(DATA IN THIS EXERCISE Opens)

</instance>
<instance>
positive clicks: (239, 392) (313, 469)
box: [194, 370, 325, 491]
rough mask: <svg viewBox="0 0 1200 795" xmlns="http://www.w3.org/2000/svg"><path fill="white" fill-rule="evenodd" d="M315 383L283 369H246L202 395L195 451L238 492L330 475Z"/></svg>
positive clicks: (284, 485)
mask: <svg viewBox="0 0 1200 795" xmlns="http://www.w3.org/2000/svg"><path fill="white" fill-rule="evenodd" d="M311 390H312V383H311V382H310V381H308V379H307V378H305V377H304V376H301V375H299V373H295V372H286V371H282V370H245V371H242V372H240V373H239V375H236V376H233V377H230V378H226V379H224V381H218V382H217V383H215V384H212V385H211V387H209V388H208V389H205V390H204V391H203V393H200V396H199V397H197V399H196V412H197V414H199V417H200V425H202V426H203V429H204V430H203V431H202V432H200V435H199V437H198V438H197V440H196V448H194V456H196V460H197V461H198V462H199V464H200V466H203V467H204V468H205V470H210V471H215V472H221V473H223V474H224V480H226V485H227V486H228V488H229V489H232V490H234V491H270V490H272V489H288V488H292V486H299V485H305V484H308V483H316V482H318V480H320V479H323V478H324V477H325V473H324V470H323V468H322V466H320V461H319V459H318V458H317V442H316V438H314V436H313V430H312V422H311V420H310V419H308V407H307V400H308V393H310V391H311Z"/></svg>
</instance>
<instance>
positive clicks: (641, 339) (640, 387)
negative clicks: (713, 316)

(DATA IN THIS EXERCISE Closes)

■ REQUIRED ACTION
Give again, exactly as written, the lines running from the first line of the data above through the line that contains "rough mask: <svg".

■ EXERCISE RESULT
</instance>
<instance>
positive clicks: (239, 392) (313, 469)
box: [194, 370, 325, 491]
rough mask: <svg viewBox="0 0 1200 795" xmlns="http://www.w3.org/2000/svg"><path fill="white" fill-rule="evenodd" d="M315 383L283 369H246L202 395L195 451L238 492L330 475Z"/></svg>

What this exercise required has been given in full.